Given data:
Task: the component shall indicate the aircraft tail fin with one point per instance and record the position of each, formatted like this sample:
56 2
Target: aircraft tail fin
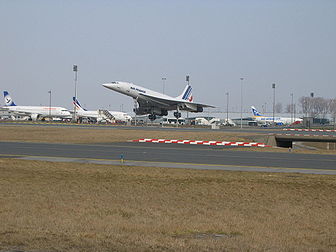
77 104
8 99
186 94
255 111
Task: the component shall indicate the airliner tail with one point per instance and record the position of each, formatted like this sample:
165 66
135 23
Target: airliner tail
8 100
77 104
255 111
186 94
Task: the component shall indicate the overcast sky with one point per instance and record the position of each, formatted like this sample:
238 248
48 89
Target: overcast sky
291 43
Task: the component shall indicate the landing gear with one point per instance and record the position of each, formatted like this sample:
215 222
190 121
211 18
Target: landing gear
177 115
152 117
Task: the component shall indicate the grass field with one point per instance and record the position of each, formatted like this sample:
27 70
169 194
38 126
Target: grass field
108 135
80 207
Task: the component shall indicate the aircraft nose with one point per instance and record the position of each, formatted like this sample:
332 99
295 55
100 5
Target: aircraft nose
107 85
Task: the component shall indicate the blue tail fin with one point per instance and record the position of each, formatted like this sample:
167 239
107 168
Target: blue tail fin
77 104
8 100
186 94
255 112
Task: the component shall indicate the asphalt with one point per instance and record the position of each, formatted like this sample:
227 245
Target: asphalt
269 130
173 155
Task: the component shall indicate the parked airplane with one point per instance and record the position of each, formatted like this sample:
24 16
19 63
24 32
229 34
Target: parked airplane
277 120
35 112
100 115
154 103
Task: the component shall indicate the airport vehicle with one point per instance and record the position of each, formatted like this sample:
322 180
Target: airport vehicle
100 115
35 112
154 103
268 120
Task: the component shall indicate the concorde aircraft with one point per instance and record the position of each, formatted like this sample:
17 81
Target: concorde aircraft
154 103
34 112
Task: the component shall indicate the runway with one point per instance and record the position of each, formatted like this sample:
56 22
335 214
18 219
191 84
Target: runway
173 155
269 130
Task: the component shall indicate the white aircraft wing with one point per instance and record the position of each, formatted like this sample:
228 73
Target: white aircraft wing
168 102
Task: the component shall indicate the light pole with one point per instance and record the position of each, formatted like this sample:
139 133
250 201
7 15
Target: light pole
241 102
292 109
187 80
163 84
227 108
273 87
49 92
75 70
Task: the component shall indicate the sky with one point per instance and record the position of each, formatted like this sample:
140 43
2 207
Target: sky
290 43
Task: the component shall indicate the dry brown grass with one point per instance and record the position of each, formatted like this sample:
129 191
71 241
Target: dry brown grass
104 135
80 207
38 133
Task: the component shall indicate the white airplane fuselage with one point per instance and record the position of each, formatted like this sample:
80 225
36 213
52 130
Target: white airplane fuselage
135 91
155 103
39 111
118 116
277 120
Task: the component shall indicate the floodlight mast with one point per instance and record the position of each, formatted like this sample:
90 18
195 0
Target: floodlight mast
75 70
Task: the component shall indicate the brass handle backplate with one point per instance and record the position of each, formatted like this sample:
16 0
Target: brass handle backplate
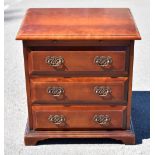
56 119
103 61
103 120
103 91
54 61
55 91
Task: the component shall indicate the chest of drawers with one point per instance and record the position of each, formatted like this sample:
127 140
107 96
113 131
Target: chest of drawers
78 68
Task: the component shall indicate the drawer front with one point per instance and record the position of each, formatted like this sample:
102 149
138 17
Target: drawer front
78 63
85 117
79 90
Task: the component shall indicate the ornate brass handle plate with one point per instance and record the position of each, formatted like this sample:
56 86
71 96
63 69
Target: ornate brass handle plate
103 91
103 120
55 91
54 61
103 61
56 119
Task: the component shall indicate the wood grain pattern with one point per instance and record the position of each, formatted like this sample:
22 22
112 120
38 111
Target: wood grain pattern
126 136
78 35
78 24
79 90
79 61
78 117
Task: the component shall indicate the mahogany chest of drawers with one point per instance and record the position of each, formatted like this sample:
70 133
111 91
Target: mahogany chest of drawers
78 67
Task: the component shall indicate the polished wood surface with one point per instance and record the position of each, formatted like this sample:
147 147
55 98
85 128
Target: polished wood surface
78 117
78 24
78 36
80 61
126 136
79 90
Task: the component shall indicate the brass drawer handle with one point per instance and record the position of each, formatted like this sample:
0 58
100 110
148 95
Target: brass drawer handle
103 91
103 61
103 120
56 119
54 61
55 91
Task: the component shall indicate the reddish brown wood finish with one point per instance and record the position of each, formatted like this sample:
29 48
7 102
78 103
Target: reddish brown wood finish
78 24
79 90
126 136
77 117
79 37
80 62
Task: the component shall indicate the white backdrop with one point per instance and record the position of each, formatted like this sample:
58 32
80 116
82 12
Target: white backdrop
140 11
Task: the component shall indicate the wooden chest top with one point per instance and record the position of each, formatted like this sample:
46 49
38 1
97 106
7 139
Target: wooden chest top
78 24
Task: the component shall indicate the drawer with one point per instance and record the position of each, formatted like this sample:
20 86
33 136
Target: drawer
79 90
68 63
76 117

Problem statement:
Reproduce exactly, with nothing added, the lines from the one that contains "Task: the component shall indicate the white backdrop" to the end of the data.

Task result:
Task: the component shall indicate the white backdrop with one point per instance and record the position of each, formatted like this sample:
58 32
80 116
82 12
Target: white backdrop
140 11
Task: the component shall indicate the wooden chest top with one point per instance and record the position of each, formatted like this sample:
46 49
38 1
97 106
7 139
Target: wooden chest top
78 24
Task: the component shall indicate the drawer with one point per instance and record the position of each, formatted like this sample:
20 86
33 136
Target: drawer
79 90
68 63
76 117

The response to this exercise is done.